◆ Extracted text:
##############################

MySQL Lists are EOL. Please join:

List:General Discussion« Previous MessageNext Message »
From:Michael Stassen Date:February 21 2005 7:30pm
Subject:Re: select where multiple joined records match
View as plain text  
AM Thomas wrote:
> Hi there,
> 
> I'll answer your questions below, but I should tell you that it looks 
> like  even three or four "joins" seem to make this too slow.  
> Theoretically, the  user could select up to 15 or so GoalNumber values, 
> 12 for Grade, and  about 20 possibilities for Subject - clearly it 
> wouldn't be useful to  specify that many items in a search, but that's 
> the theoretical maximum; 4  or 5 values isn't unreasonable, though.
> 
> Four "AND"ed goal numbers plus a subject and a grade slowed the search 
> (on  the shared commercial web host I'm using) into the 3 minute range, 
> and  that's with a regular join, not a left join.  This is the SELECT 
> that took  about 3 minutes (3 trials, simplifying slightly each time, 
> simplest given  here):

You've removed necessary conditions on the JOINs, so you are getting lots of 
extra rows.  Furthermore, the logic isn't right, so I think this query will, 
in all likelihood, retrieve incorrect rows.  I'll explain.  For a given 
resource id,

> select r.id from resources as r
>   join resource_goals as g0 on (r.id=g0.ResourceID)

(adding the WHERE clause below), this retrieves every row in copy 0 with the 
right subject and grade, *regardless of goal*

>   join resource_goals as g1 on (r.id=g1.ResourceID and g1.GoalNumber=1)

and pairs it with every row in copy 1 with GoalNumber=1, *regardless of 
Subject or Grade*

>   join resource_goals as g2 on (r.id=g2.ResourceID and g2.GoalNumber=2)

and pairs it with every row in copy 2 with GoalNumber=2, *regardless of 
Subject or Grade*

>   join resource_goals as g3 on (r.id=g3.ResourceID and g3.GoalNumber=3)

and pairs it with every row in copy 3 with GoalNumber=3, *regardless of 
Subject or Grade*

>   join resource_goals as g4 on (r.id=g4.ResourceID and g4.GoalNumber=4)

##############################

◆ Entries:
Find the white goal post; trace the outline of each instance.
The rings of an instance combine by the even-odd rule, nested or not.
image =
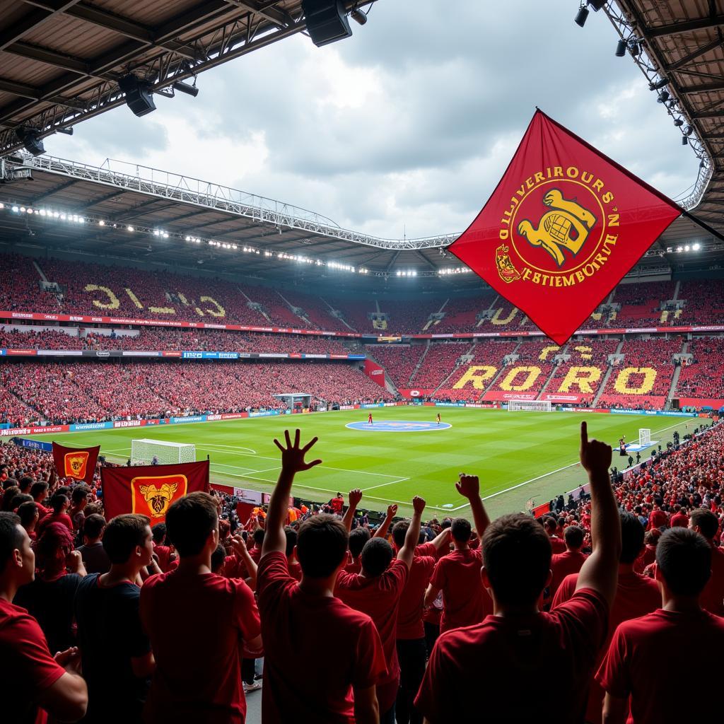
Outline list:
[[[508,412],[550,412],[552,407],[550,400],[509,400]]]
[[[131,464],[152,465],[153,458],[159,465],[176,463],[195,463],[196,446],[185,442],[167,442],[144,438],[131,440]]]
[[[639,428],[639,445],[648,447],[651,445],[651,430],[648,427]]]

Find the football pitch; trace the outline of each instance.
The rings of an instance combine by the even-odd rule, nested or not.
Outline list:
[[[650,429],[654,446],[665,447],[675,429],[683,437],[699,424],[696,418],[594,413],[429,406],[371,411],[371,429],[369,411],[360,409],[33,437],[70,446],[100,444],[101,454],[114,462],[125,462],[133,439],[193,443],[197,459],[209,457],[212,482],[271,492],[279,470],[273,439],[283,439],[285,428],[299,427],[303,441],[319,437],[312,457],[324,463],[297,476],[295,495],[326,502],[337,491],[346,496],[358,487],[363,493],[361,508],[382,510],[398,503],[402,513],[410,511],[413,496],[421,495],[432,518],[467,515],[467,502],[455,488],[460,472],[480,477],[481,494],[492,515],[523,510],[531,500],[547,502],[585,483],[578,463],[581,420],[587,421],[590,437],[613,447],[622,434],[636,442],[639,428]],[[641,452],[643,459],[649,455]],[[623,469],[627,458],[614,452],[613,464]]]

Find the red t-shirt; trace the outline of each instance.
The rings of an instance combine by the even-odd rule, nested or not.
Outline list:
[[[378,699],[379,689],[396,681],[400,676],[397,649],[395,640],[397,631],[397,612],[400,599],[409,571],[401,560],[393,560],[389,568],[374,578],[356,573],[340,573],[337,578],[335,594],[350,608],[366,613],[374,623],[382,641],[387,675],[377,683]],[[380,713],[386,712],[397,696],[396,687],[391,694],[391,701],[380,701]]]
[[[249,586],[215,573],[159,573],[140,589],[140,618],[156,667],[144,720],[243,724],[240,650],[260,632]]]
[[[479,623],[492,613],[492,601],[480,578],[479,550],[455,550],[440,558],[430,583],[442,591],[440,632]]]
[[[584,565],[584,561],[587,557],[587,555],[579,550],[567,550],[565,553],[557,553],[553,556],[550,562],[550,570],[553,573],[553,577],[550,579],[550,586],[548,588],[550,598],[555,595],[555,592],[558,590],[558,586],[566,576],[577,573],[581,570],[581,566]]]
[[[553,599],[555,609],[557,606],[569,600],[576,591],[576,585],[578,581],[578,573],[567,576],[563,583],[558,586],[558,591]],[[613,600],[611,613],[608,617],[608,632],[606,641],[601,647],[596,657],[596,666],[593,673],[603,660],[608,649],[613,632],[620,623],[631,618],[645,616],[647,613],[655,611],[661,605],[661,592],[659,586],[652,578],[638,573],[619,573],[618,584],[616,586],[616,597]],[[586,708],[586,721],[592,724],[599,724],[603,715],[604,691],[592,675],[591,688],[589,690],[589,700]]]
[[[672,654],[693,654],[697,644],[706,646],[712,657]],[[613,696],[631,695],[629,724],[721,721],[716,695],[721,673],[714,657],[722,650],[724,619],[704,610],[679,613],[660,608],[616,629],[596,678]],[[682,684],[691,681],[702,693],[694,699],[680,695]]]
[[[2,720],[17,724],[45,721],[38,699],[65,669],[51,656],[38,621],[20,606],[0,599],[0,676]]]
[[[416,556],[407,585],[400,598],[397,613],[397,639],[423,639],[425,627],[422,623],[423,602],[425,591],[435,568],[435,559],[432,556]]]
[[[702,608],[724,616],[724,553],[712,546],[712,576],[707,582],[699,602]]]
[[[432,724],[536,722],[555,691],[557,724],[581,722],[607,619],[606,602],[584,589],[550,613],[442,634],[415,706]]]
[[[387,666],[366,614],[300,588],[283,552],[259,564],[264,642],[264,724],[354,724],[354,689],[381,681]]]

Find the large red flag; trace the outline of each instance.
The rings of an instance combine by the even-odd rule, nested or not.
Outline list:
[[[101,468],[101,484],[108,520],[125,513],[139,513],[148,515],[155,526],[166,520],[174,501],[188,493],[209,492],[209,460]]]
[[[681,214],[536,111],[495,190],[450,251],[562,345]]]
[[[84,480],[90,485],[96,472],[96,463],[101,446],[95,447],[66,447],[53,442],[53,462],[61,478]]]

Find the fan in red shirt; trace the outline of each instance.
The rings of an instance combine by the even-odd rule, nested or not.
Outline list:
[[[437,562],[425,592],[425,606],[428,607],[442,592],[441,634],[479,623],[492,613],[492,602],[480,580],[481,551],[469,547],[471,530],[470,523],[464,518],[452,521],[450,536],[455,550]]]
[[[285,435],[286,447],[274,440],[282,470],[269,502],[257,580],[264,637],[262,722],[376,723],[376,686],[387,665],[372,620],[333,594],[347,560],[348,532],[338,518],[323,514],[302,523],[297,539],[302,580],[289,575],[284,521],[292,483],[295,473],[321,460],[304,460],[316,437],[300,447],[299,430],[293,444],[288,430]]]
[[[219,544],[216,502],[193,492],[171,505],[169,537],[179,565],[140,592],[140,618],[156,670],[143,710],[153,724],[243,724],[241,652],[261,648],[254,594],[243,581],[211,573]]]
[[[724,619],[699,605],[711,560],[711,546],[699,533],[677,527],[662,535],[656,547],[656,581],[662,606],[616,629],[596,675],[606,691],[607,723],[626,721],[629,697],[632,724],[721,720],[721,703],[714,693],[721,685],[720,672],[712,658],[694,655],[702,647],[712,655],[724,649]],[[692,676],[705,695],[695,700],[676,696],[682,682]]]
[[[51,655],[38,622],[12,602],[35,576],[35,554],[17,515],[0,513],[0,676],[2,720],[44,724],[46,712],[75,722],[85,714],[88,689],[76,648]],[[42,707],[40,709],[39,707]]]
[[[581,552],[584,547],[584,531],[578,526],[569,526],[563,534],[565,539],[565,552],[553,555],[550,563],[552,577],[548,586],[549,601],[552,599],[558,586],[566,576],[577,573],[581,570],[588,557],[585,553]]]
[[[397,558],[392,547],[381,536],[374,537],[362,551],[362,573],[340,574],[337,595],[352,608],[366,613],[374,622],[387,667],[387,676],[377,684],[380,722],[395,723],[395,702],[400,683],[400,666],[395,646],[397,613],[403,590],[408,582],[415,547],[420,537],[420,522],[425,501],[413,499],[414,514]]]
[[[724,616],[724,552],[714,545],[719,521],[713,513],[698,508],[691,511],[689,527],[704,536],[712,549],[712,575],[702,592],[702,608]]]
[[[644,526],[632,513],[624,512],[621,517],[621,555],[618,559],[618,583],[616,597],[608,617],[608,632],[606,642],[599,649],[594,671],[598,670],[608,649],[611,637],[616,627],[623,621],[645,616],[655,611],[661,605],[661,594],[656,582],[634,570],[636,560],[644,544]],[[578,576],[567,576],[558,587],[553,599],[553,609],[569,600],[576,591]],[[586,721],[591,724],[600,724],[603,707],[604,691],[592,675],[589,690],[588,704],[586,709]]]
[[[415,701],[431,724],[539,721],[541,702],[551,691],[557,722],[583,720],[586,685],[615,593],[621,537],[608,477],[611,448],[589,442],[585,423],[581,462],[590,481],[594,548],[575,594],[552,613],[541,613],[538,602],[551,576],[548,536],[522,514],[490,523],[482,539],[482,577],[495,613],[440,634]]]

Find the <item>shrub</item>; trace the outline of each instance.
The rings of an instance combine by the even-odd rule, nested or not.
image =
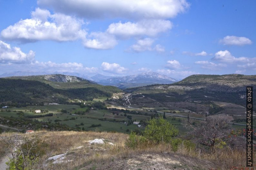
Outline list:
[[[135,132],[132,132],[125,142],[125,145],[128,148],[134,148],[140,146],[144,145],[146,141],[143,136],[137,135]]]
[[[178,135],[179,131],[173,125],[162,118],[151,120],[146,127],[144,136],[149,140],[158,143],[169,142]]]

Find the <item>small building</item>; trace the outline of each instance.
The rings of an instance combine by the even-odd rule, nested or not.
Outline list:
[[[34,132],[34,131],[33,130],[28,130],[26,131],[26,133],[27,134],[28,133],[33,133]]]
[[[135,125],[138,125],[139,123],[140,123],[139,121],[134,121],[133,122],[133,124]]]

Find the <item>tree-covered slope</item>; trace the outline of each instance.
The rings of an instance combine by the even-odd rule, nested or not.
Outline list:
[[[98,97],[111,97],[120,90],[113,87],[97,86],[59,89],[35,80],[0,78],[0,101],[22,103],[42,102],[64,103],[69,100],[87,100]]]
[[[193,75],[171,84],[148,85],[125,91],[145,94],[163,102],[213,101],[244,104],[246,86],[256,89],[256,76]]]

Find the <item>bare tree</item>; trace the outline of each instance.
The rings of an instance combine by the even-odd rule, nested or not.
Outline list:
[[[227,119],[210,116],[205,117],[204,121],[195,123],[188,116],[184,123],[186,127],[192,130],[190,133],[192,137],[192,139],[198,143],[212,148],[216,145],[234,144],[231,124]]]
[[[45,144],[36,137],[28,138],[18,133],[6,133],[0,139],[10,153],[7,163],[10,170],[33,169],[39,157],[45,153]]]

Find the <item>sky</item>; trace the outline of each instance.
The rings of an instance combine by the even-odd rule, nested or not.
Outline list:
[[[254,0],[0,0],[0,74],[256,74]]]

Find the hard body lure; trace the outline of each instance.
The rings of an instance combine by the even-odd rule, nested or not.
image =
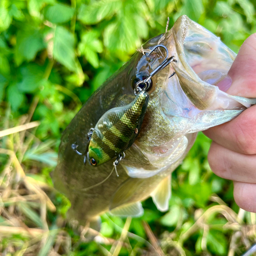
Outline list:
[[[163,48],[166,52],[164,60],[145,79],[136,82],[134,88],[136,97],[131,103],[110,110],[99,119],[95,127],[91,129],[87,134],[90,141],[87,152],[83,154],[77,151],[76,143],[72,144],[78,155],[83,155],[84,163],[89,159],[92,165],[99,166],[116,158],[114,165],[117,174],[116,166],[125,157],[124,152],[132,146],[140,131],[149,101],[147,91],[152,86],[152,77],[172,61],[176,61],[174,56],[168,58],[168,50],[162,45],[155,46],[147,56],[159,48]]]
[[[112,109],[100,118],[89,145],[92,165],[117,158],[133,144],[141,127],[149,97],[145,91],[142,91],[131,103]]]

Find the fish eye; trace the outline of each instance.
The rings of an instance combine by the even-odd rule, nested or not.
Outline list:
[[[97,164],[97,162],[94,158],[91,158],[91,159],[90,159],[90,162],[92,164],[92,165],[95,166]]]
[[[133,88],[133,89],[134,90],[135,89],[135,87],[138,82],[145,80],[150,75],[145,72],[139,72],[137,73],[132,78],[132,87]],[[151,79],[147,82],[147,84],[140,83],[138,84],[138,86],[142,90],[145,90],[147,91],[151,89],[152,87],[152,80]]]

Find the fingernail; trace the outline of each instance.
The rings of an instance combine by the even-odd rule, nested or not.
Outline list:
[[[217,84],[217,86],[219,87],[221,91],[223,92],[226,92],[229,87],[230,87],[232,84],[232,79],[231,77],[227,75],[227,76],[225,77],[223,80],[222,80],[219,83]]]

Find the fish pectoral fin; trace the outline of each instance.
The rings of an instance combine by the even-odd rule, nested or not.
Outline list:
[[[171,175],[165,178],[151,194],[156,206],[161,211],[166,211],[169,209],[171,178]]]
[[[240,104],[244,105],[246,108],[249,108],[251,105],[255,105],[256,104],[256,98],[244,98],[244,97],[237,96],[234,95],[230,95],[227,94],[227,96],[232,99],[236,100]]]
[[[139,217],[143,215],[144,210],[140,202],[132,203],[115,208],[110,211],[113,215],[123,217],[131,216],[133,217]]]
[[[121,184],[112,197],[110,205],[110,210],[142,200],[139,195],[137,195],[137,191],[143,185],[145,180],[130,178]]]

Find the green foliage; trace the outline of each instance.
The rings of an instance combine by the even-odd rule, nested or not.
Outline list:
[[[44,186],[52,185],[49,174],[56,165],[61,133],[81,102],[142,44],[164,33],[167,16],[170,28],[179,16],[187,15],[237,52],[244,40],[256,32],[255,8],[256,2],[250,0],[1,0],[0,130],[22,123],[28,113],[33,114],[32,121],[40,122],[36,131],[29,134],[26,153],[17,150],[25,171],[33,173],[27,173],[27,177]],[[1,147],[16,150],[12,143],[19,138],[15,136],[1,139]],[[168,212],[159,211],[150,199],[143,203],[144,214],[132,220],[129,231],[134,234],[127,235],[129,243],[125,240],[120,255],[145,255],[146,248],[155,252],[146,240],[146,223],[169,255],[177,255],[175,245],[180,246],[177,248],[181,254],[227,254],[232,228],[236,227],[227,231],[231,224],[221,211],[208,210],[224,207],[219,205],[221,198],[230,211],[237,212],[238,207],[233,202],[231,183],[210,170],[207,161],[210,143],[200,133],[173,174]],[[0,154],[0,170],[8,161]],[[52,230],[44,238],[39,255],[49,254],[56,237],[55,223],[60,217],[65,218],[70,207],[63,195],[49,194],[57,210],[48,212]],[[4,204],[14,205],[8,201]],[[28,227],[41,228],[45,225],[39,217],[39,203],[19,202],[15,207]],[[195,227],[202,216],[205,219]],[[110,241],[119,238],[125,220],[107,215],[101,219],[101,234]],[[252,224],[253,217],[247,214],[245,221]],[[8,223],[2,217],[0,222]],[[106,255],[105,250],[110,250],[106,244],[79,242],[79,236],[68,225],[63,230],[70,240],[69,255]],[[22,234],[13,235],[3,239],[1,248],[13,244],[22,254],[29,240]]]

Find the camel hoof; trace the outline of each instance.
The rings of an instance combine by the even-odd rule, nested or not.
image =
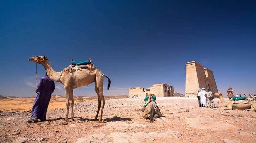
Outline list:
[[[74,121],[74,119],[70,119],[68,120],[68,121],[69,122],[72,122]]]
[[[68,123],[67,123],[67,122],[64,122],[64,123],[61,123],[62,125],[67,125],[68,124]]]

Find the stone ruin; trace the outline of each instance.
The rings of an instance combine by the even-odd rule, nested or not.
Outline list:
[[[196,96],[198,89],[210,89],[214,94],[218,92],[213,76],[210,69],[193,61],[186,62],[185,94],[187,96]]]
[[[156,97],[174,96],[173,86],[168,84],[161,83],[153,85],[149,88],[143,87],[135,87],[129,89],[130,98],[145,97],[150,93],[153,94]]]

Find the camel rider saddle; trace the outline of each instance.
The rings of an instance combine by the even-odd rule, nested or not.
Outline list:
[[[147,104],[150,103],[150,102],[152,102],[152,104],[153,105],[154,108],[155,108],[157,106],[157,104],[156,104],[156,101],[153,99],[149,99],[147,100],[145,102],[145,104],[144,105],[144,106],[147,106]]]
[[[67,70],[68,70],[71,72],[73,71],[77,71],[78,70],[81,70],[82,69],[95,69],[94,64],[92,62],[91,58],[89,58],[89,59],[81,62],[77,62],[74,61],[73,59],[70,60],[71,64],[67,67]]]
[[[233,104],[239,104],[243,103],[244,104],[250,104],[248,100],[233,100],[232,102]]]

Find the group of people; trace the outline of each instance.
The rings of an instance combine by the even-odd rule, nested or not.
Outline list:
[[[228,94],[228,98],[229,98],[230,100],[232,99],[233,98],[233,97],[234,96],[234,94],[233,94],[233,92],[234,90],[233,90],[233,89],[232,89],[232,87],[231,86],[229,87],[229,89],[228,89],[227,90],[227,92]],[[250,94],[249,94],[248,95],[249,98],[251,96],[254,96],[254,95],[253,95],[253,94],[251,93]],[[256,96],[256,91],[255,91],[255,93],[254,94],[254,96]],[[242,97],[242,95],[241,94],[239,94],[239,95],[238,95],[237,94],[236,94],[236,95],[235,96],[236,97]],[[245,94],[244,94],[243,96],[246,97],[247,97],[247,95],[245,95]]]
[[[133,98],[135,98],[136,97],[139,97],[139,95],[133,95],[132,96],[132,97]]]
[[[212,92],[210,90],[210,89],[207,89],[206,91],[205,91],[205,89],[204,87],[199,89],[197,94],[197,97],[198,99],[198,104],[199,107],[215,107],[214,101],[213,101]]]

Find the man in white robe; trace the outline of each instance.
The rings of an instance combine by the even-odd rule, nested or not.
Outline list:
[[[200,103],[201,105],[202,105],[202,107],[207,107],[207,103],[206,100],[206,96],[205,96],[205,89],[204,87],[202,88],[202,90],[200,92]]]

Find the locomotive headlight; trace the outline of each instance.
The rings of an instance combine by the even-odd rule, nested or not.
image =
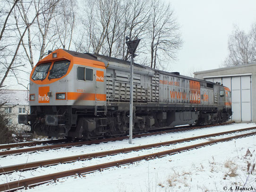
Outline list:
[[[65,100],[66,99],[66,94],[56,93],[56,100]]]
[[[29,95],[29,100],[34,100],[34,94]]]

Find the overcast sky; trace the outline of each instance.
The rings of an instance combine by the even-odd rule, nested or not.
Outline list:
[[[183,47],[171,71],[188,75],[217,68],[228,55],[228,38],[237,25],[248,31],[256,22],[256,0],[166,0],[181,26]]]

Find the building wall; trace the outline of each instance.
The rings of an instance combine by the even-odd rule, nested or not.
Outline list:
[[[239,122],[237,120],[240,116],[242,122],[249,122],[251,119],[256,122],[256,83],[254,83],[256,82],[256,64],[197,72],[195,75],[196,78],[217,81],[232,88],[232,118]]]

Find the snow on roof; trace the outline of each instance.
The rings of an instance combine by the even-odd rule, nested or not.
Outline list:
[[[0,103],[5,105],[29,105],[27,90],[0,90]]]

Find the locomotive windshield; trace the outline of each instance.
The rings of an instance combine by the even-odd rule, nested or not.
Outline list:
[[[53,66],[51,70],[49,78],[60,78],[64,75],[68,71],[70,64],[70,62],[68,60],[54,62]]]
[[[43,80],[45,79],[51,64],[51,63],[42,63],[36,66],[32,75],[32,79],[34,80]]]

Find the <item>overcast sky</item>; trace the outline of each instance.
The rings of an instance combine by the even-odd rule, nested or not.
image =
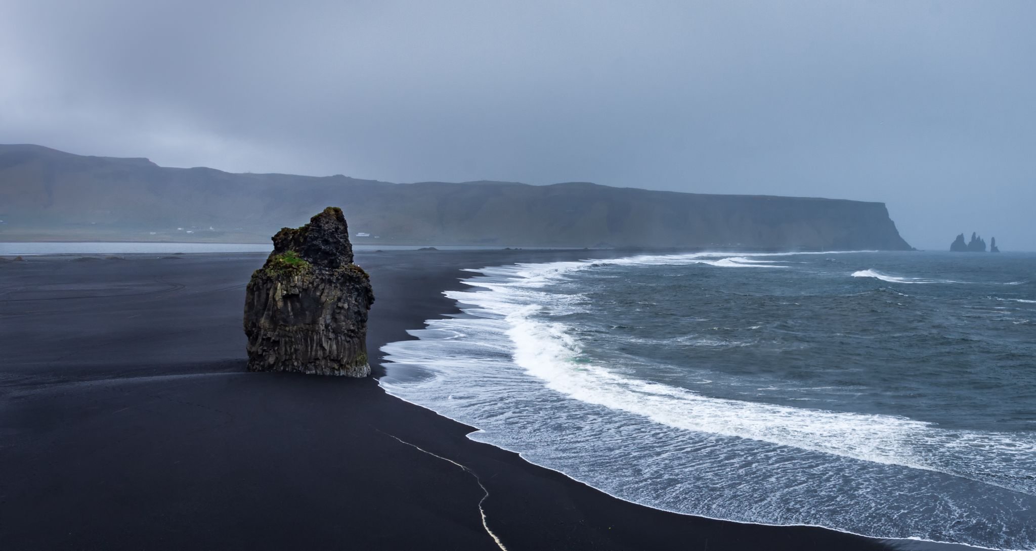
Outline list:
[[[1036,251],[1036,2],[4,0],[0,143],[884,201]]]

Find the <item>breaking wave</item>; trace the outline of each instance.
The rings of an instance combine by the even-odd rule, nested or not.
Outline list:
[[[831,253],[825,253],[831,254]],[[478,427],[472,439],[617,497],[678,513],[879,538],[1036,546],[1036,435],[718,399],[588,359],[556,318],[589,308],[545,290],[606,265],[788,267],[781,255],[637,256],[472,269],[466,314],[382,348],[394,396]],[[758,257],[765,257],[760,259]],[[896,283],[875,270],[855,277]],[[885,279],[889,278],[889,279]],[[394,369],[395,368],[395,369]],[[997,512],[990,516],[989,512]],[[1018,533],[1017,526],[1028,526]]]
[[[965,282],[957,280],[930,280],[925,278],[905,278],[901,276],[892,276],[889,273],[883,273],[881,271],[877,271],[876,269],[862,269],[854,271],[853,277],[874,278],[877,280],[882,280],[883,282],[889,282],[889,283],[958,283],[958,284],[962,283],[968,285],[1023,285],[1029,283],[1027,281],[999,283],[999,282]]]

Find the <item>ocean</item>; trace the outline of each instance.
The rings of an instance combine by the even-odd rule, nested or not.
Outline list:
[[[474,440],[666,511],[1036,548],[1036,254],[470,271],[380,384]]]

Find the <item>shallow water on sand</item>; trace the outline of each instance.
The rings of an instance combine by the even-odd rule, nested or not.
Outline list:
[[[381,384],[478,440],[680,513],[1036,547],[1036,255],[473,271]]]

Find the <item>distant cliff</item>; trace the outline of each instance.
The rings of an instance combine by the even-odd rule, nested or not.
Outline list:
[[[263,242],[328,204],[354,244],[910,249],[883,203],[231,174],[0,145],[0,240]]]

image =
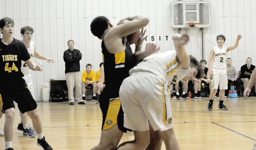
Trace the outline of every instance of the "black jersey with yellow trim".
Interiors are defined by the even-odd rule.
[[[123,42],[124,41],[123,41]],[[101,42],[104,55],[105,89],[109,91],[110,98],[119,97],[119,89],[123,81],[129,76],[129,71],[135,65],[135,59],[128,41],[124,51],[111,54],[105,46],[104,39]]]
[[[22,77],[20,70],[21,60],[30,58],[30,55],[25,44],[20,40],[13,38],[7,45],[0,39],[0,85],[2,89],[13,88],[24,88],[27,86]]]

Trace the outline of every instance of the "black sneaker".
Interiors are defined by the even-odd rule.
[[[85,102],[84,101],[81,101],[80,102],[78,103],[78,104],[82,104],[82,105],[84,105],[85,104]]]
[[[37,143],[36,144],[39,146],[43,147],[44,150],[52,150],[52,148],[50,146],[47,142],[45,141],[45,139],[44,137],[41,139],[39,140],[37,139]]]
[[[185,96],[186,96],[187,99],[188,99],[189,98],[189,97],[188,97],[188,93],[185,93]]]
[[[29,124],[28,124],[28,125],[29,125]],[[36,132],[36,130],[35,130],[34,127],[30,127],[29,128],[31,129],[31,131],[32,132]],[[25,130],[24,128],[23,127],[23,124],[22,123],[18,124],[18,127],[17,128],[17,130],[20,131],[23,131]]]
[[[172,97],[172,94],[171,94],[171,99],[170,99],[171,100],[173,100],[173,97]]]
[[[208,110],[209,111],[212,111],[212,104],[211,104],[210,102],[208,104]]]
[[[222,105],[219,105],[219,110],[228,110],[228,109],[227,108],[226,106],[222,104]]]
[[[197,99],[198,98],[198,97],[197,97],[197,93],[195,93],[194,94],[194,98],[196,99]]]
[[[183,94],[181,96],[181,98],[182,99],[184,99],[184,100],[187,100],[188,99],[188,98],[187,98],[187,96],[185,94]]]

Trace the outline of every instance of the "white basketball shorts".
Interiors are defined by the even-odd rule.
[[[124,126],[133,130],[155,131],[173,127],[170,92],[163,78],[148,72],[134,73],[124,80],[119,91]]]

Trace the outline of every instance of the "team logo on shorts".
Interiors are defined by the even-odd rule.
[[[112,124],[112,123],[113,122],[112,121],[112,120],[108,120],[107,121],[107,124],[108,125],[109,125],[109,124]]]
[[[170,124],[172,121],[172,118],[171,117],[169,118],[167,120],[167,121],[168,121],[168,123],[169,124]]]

##############################

◆ What is being asked: In the mailing-list message about slow MySQL joins, how long did the search with four "AND"ed goal numbers plus a subject and a grade take?

◆ Final answer: About 3 minutes.